EXERCISE GOAL: Repeat the data in full. Drop every picture.

Region pointing data

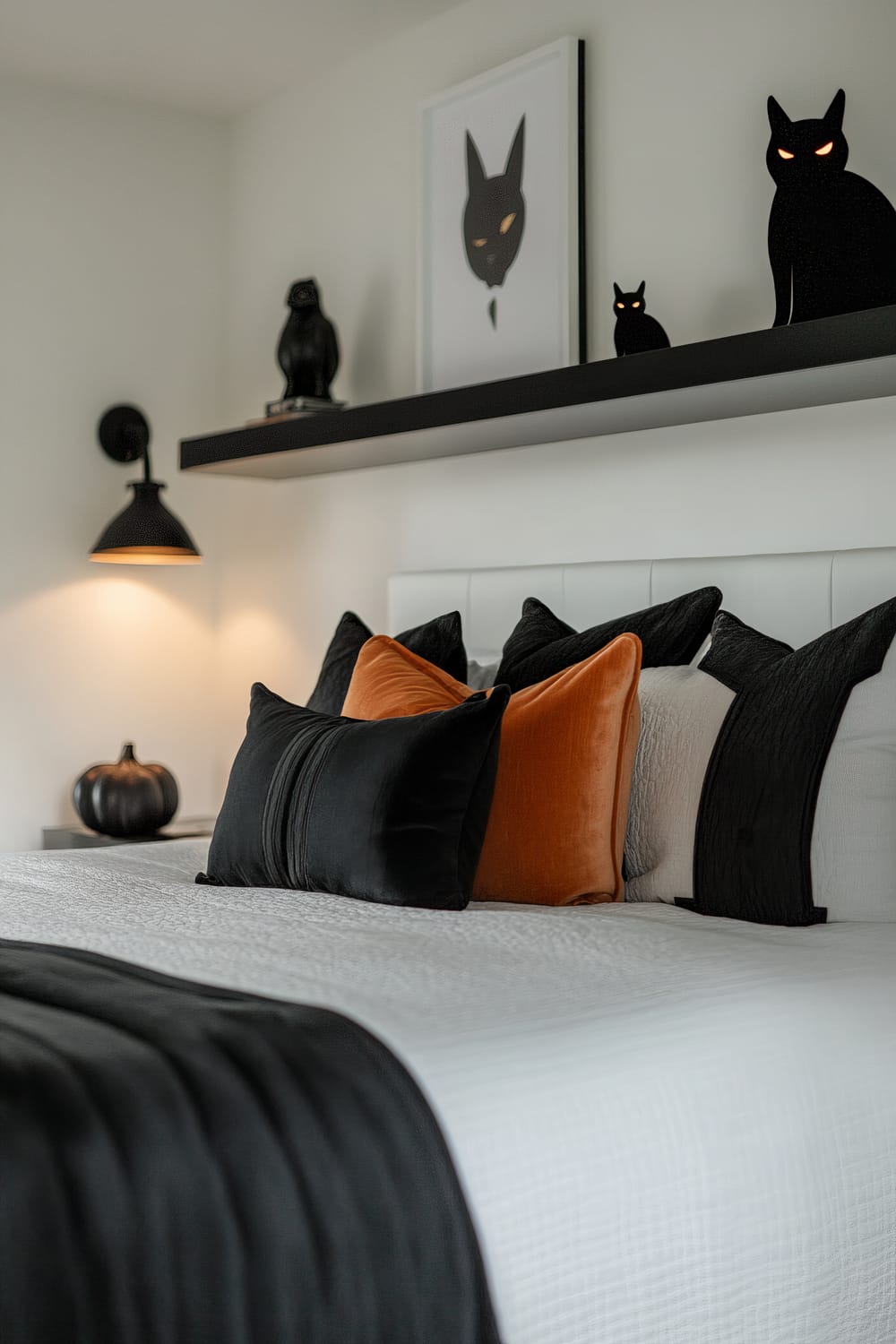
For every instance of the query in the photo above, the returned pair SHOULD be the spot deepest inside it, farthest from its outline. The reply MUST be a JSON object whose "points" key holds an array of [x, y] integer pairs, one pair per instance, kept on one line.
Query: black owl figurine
{"points": [[308, 349], [635, 332], [831, 234]]}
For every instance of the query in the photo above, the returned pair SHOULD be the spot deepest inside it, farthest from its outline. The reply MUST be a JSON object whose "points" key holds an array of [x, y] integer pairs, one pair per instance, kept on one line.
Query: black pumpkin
{"points": [[126, 798]]}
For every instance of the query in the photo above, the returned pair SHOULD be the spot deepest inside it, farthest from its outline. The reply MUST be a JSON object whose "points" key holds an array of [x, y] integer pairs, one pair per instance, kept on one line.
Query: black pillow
{"points": [[541, 644], [390, 811], [759, 796], [438, 642]]}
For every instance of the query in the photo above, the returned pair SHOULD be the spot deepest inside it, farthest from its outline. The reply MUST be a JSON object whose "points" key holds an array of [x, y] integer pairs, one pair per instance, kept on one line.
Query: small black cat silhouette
{"points": [[495, 214], [308, 349], [635, 332], [831, 234]]}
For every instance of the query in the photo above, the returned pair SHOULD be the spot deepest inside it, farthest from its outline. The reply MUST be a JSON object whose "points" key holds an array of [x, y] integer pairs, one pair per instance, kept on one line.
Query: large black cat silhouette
{"points": [[495, 214], [831, 234], [635, 332]]}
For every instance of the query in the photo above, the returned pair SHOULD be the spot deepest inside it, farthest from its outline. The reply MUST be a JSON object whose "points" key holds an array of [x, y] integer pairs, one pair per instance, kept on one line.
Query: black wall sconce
{"points": [[145, 532]]}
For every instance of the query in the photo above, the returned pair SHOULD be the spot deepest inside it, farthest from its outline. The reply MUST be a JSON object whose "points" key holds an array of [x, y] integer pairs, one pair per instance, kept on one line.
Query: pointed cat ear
{"points": [[778, 118], [834, 115], [513, 167], [474, 169]]}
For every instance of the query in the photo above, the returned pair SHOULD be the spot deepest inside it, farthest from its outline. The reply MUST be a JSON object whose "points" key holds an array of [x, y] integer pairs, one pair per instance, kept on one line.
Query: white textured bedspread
{"points": [[672, 1129]]}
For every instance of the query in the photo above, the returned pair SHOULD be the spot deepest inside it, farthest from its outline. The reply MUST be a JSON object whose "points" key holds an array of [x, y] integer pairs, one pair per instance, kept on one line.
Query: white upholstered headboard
{"points": [[791, 597]]}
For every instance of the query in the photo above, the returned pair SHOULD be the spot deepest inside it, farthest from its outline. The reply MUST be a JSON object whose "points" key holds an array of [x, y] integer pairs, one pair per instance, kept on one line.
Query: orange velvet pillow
{"points": [[560, 804]]}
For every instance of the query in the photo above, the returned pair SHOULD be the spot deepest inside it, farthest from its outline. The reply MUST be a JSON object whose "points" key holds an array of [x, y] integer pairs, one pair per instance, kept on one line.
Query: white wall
{"points": [[112, 288], [324, 182]]}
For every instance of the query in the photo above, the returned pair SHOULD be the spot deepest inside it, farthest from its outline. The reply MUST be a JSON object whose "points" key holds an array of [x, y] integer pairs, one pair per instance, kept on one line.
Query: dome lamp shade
{"points": [[145, 532]]}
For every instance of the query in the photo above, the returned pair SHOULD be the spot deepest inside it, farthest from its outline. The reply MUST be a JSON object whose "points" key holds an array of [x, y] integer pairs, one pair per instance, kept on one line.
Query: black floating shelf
{"points": [[818, 363]]}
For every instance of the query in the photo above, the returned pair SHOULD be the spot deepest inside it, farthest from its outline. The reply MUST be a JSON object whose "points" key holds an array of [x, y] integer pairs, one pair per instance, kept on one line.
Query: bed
{"points": [[669, 1128]]}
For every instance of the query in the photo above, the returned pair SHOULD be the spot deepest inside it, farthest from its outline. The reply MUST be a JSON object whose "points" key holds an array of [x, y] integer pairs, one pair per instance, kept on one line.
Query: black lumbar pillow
{"points": [[390, 811], [438, 642], [541, 644]]}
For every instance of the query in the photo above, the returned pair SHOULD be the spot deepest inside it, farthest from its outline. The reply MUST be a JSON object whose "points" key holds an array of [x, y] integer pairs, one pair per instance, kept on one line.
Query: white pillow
{"points": [[681, 712]]}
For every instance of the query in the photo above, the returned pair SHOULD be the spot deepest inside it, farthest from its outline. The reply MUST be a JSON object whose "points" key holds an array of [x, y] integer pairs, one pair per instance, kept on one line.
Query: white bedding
{"points": [[672, 1129]]}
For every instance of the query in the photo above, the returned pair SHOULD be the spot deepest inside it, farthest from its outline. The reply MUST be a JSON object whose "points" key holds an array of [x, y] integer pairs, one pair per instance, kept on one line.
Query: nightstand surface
{"points": [[80, 838]]}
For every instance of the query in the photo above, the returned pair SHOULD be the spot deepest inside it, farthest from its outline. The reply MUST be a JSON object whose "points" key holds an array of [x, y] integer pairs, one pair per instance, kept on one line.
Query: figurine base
{"points": [[296, 405]]}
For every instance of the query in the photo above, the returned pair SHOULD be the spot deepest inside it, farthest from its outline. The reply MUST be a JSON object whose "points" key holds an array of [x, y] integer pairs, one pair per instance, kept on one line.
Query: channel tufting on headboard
{"points": [[793, 597]]}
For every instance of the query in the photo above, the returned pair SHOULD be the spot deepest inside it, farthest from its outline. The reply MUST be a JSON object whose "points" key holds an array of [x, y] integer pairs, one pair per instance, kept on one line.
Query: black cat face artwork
{"points": [[831, 234], [495, 212]]}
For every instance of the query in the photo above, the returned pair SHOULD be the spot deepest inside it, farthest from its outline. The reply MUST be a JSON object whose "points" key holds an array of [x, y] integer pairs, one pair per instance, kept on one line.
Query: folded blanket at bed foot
{"points": [[182, 1164]]}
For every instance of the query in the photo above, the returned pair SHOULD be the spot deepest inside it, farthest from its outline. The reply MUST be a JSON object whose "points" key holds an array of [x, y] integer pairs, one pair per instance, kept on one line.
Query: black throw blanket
{"points": [[182, 1164]]}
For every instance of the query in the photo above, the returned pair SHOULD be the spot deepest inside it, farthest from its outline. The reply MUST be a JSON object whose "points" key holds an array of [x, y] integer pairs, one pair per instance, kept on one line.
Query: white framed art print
{"points": [[501, 222]]}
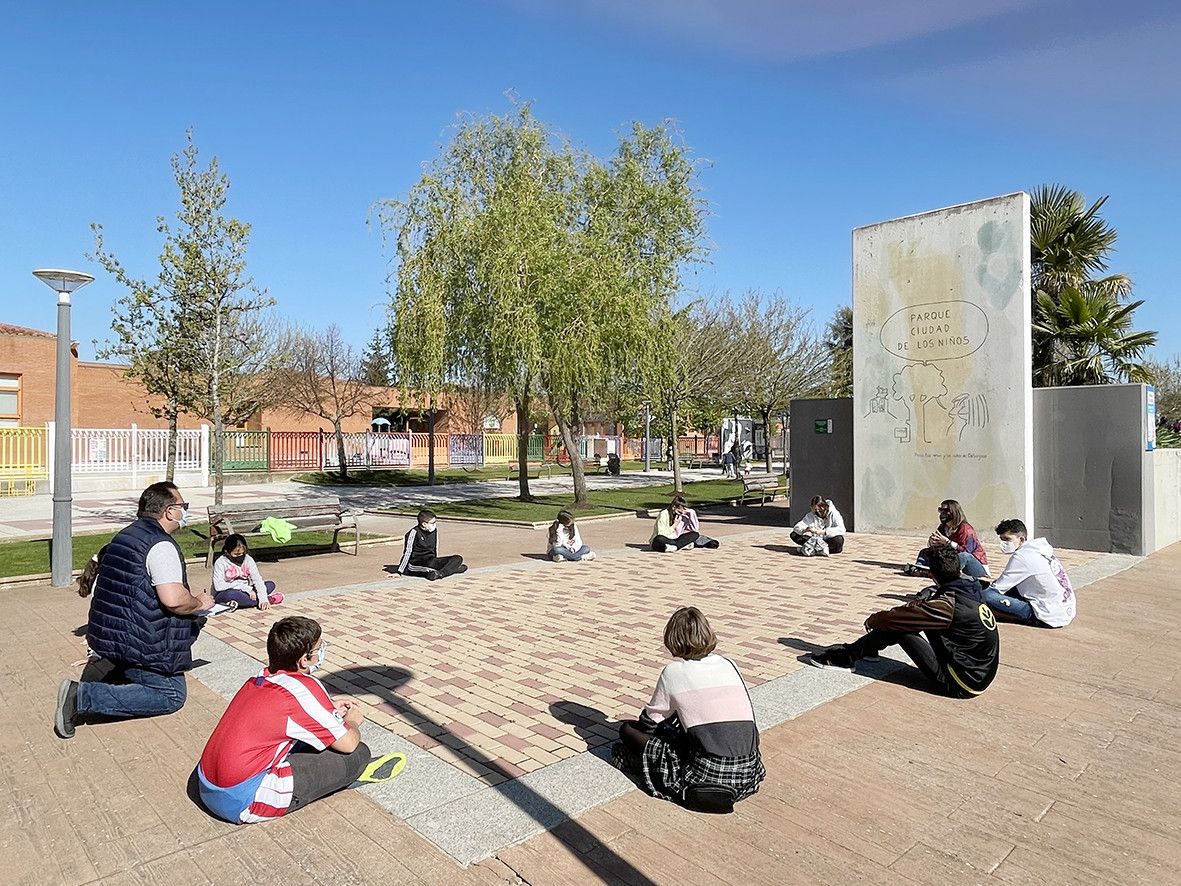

SOLUTION TO THIS TASK:
For every instance of the query in the photo above, the returned pair SHOULD be the spot deepest inside it, farthest from its outline. The reply MUST be a JSON object whose "points" key holds an array of [x, y] integer pairs, one pair per instance, kept on one line.
Query: black owl figurine
{"points": [[308, 349], [635, 332], [831, 234]]}
For every instance of the query in the photo above, the returned pair SHOULD be the spot deepest inside it, farthest from its outline. The reply MUST be a JSON object whose "points" key holds an array of [x, y] integer pairs, one pair per instance, kept on one line.
Query: black pumpkin
{"points": [[126, 798]]}
For every instance of the query in the photo above, the returned pair SHOULD be the spot deepest inside it, farthest from its outline. The reply MUST be a JSON object whose "points" key holds an array of [x, y] integer pairs, one pair per instance, kept on one line.
Query: black pillow
{"points": [[541, 644], [390, 811], [759, 796], [438, 642]]}
For every instance of the query in the photo above, the returned pair SHOULD be the spot deepest inside it, farthest from its outline. The reply MUST be a JSON object whose "points" key holds an array of [x, y] integer pairs, one pair per instance, kept on one line.
Query: small black cat silhouette
{"points": [[495, 214], [308, 349], [635, 332], [831, 234]]}
For every instance of the query in the photo above, the returned pair SHOULD be the spot deepest inside it, farthest from its outline. The reply MUST be a JSON object whose "points" key holds an array of [x, y] integer pairs, one pair per instance, kept on one line.
Query: large black cat silhouette
{"points": [[495, 214], [831, 234], [635, 332]]}
For every instance of the query in the photo above, the returned pair SHOULD be the spot deepest inside it, farthest from its outline. The reply MUST be a JSON object whose "points" key holds an array of [x, y] integer pairs, one pair per instance, kept on one line.
Query: black wall sconce
{"points": [[145, 532]]}
For every instance of the query in the photo above, the returned pair SHOULD be the spot deepest inside it, farthest from its outline. The reply MUST be a JSON object whose "points" key holds an array of [x, y] integer pairs, one pair per instance, kept on one line.
Query: pointed cat ear
{"points": [[778, 118], [834, 115], [513, 167], [474, 169]]}
For every instance of the query in the photo above, the returned pair SHOULD be the spot deepest inside it, farthest from its outline. The reply MUST be a JSON object whose "points" key holds an array of [x, y] integer pairs, one pair per instance, kept on one line.
Query: white textured bedspread
{"points": [[672, 1129]]}
For every instance of the query in the photo above, the returned pair SHOULD be the spot deepest inside it, farthest from its outline. The reply MUST be a JSON object whose "points" key holds an array of [x, y] integer pairs, one pair per instance, kept on one line.
Query: white upholstered headboard
{"points": [[791, 597]]}
For every instance of the query in the photo above, the returned pair SHOULD be the spot deepest inside it, farthest from its outline. The reply MUST be a JSON object whose "points" key holds an array of [x, y] integer pairs, one pair per instance, kept on one line.
Query: orange velvet pillow
{"points": [[560, 804]]}
For every instance of the query in the photo above, the returned pair SHOULD be the spot deepest inside it, farthest from its outline. The reply MUST be a JSON object whose "points" key holds an array of [x, y] integer pairs, one pair per instance, kept on one line.
Query: white wall
{"points": [[112, 288], [324, 182]]}
For every instance of the query in the photo above, the returned pair SHOULD be the spot deepest inside it, farthest from its outline. The reply MUST be a JSON object whose "points" key holds an array of [x, y] integer pairs, one pair per instance, kept on one line.
Query: dome lamp shade
{"points": [[145, 532]]}
For every instance of the query in the photo above, the returned pair SHOULD be the spot deepest inside it, farthest from its outline. The reply MUST be a JSON object whose "points" key holds an array of [x, y] integer pairs, one pair per instance, kept on one line.
Query: black floating shelf
{"points": [[818, 363]]}
For every instance of the query in the photo above, the returned pair SHOULD be the spot deepest inside it, farthest from its outline. The reply MUST be a JSON object whose "points" key holds an array of [x, y] integer pairs, one pair per instance, kept on one line.
Query: bed
{"points": [[669, 1128]]}
For every instance of the query in the photo above, the returned pair SHOULD be the spot deepest inside it, farthest from its outline. The reply MUST be a JSON object whose "points" key holds an array of [x, y] integer pairs, one pair per instance, kept on one line.
Query: black lumbar pillow
{"points": [[390, 811], [438, 642], [541, 644]]}
For every instance of the query in the photo above, the returned pair SHOULD be the spot deepest inside it, farthest from its outline. The reply MUST be a JSON object whose "points" key holds an array of [x, y] integer pairs, one pair per instance, kept on one line.
Query: white pillow
{"points": [[681, 712]]}
For every instance of the query in the photo above, the returned pair SHOULD be the spot deepest inside it, farthest from its outline. The reply MUST be a JSON object whose "points" key holds an array of [x, y] integer pairs, one pair per instance, kept on one line.
Query: white bedding
{"points": [[672, 1129]]}
For every instance of the query in the photo above, the returned pair SHOULD be the spot deepest inside it, farthest from its outline. The reply MUST be a JSON object whose "points" key holds an array of [x, y] integer pairs, one pair per instance, kept on one line.
Query: nightstand surface
{"points": [[80, 838]]}
For every instance of the query in the photo above, the returned pair SHOULD be the spot deepest inside it, farthest from its outline. The reply MUST be a JSON object whose "points" key holds an array of [x, y] integer pairs, one pair per instance, kept on one line.
Query: figurine base
{"points": [[296, 405]]}
For every instance of the query in the photo above, the returned pair SHOULD be the spot deepest inside it, farthest from its outline. The reply MUST be a JSON object whose "points" key holds an array of [x, y] integer pairs, one pair per instance, kept on one line.
Query: channel tufting on headboard
{"points": [[793, 597]]}
For every instance of the query in the photo above, the returned pair SHOULD be the spot deepest inside it, farthest from its outline. The reply MUST be a JSON object whose "points" key holds an array of [x, y] integer pairs, one pair per instance, kept on one line.
Query: black cat face artwork
{"points": [[831, 234], [495, 212]]}
For every instance of the query in the photo above, the returned pair SHOULD be the spot deepest inside it, farthest from its outline. The reply MUST be a JSON object whose "points" key holds an array of [x, y] integer pairs, one pair per instance, kept on one line.
Query: folded blanket at bed foot
{"points": [[182, 1164]]}
For every instance of the query in the photo above, the returned pair SHOULD be the spot deepest inside it, farthest from its outline. The reply MUST be a JSON object whose "points" key holds an array of [x, y] integer pairs, one pair per instance, kept on one line.
Query: black throw blanket
{"points": [[182, 1164]]}
For every instance of the query in the photo above, the returned pair SHOULD be the spot deepest inside it, farthest from its outline. The reply MUST be a JSON object whose "points" key holds an array of [x, y] integer pairs, one pair per instance, kept on one line.
Query: white framed art print
{"points": [[501, 222]]}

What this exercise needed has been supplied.